** begin Dataset records **

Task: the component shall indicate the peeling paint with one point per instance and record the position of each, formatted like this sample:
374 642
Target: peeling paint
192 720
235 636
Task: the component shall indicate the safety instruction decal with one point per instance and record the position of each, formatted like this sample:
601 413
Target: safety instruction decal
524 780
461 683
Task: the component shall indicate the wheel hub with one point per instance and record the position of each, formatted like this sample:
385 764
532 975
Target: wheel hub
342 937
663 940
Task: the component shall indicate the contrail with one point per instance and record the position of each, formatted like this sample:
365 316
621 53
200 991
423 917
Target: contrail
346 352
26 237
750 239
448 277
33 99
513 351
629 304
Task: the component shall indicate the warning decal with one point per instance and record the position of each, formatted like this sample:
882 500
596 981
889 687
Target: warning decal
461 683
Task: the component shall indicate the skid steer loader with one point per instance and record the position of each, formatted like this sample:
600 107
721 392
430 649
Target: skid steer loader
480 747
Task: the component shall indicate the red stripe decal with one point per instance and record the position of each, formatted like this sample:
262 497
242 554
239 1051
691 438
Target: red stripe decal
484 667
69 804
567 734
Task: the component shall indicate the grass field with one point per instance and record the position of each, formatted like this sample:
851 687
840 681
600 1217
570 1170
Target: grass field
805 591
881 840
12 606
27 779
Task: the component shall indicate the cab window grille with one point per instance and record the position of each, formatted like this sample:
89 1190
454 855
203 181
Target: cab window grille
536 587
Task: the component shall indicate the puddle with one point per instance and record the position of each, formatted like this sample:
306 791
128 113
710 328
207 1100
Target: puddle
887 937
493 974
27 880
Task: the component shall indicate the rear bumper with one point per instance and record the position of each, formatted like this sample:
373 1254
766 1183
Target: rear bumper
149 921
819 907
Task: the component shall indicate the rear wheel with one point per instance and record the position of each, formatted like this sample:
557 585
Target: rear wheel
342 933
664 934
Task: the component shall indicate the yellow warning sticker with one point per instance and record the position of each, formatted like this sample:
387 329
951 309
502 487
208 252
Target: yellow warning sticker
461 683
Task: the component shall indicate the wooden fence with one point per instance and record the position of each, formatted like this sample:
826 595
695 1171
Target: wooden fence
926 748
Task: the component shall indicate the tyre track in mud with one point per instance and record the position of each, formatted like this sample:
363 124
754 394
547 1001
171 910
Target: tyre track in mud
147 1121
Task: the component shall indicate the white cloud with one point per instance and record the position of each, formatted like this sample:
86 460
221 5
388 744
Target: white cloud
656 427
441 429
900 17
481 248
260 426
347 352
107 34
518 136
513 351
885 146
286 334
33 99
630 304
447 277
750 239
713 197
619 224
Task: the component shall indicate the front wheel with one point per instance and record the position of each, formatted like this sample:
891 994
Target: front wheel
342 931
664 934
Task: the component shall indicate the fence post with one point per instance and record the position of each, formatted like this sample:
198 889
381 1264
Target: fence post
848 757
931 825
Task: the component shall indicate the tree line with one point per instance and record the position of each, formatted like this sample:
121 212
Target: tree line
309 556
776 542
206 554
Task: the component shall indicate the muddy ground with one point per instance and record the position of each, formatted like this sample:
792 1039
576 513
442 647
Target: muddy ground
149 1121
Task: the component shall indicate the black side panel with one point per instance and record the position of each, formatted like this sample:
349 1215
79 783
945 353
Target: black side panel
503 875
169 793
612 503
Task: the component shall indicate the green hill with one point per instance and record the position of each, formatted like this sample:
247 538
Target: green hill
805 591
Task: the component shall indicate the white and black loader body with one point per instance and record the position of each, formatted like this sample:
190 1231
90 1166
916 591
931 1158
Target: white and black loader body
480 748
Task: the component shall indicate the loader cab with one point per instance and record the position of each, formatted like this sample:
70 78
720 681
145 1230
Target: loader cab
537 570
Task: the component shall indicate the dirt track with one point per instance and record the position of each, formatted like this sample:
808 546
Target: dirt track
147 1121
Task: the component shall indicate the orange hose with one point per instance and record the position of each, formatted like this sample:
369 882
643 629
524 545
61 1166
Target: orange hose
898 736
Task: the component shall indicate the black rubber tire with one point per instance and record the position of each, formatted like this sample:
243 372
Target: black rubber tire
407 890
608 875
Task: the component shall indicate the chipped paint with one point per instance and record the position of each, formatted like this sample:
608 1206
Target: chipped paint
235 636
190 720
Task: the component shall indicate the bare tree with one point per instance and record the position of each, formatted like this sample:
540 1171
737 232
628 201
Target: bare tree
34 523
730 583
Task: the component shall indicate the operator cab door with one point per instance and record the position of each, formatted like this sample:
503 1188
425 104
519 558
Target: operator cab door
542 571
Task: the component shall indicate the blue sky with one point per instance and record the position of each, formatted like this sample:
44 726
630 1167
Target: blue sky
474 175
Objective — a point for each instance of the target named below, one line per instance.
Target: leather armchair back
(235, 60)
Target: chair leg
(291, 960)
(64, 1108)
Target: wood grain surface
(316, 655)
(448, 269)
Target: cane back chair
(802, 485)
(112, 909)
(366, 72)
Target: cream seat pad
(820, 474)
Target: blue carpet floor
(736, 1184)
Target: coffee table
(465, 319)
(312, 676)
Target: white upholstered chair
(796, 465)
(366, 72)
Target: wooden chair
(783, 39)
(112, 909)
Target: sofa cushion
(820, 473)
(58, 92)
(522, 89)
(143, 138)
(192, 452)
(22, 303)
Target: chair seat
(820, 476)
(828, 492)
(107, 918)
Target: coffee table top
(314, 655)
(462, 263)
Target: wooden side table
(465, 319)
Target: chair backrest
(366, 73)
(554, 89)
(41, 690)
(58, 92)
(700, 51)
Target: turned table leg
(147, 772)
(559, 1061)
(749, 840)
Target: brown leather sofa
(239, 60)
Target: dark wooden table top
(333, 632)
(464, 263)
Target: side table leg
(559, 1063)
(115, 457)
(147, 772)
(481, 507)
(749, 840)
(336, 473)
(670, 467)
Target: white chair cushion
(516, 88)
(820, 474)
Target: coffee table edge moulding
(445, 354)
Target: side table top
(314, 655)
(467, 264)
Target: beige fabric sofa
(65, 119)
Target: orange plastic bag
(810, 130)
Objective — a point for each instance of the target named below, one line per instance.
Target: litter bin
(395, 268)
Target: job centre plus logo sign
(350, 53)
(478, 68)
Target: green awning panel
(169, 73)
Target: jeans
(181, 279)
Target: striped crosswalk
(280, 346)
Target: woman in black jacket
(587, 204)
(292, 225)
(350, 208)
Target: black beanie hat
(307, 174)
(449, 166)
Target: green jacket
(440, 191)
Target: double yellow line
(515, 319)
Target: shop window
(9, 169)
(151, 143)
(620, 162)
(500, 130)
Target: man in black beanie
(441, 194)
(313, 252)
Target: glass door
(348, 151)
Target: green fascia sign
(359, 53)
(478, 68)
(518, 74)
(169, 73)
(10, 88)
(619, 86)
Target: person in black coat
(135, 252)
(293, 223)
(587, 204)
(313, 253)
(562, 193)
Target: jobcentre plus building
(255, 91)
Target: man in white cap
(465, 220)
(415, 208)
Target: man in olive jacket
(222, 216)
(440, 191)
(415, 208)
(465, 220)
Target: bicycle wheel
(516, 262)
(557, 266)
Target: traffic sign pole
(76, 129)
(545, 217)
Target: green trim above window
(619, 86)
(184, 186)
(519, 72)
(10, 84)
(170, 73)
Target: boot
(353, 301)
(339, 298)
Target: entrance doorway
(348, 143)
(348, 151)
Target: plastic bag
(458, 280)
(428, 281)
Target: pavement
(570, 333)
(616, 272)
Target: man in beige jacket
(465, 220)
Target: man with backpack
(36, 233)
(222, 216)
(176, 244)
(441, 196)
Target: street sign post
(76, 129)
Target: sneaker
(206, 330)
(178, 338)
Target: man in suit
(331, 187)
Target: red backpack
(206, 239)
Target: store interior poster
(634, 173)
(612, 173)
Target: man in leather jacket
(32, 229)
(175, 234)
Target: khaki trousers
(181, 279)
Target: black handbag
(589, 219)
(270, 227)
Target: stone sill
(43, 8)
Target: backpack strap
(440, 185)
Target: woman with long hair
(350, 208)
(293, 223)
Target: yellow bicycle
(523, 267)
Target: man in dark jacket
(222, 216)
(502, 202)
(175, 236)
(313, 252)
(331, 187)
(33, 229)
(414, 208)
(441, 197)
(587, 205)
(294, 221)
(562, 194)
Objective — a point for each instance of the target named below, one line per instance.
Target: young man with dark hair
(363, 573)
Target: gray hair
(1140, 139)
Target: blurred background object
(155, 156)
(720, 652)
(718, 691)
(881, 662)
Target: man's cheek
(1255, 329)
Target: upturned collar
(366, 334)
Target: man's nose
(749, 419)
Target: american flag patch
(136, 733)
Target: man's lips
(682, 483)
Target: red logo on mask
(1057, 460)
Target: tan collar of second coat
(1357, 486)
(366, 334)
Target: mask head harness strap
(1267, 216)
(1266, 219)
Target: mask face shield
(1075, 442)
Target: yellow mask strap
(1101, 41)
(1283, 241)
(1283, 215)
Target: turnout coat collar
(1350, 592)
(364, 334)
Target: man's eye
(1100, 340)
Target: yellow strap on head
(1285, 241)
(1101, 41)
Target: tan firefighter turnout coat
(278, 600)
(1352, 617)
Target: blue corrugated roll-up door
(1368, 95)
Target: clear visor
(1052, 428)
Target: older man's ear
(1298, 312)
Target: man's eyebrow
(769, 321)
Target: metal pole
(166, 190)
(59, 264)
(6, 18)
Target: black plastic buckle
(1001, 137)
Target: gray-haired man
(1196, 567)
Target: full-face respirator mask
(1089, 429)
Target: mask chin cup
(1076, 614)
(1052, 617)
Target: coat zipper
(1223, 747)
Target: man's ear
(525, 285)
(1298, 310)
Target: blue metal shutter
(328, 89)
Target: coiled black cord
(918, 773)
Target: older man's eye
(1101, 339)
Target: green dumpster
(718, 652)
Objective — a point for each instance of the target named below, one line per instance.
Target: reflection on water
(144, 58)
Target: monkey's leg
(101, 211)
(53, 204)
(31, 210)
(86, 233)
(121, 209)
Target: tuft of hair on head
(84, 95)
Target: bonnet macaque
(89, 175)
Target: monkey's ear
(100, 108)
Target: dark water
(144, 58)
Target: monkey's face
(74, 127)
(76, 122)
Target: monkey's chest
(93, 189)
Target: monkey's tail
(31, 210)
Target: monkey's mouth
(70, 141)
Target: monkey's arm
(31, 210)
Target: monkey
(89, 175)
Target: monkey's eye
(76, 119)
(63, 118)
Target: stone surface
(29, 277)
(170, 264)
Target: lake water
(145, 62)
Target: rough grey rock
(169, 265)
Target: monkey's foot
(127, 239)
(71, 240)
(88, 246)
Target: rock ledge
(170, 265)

** end Dataset records **

Stated problem ::
Render the stretch of the records from the line containing "Target: tuft of hair on head" through the last line of the records as a Markdown table, one line per row, with blank lines left out. Use the column headings Number (counting rows from 1) and Record line.

Solution to the problem ::
| Number | Record line |
|---|---|
| 1 | Target: tuft of hair on head |
| 2 | (84, 95) |
| 3 | Target: bonnet macaque |
| 4 | (89, 175) |
| 5 | Target: monkey's ear |
| 6 | (100, 108) |
| 7 | Target: dark water |
| 8 | (144, 58) |
| 9 | Target: monkey's face |
| 10 | (74, 127) |
| 11 | (76, 122) |
| 12 | Target: monkey's chest |
| 13 | (93, 189) |
| 14 | Target: monkey's tail |
| 15 | (31, 210) |
| 16 | Target: monkey's mouth |
| 17 | (70, 141) |
| 18 | Target: monkey's arm |
| 19 | (31, 210) |
| 20 | Target: monkey |
| 21 | (89, 175) |
| 22 | Target: monkey's eye |
| 23 | (76, 119) |
| 24 | (63, 118) |
| 25 | Target: stone surface |
| 26 | (29, 277) |
| 27 | (170, 264) |
| 28 | Target: lake water |
| 29 | (145, 62) |
| 30 | Target: rough grey rock |
| 31 | (169, 265) |
| 32 | Target: monkey's foot |
| 33 | (127, 239) |
| 34 | (71, 240) |
| 35 | (88, 246) |
| 36 | Target: rock ledge |
| 37 | (170, 265) |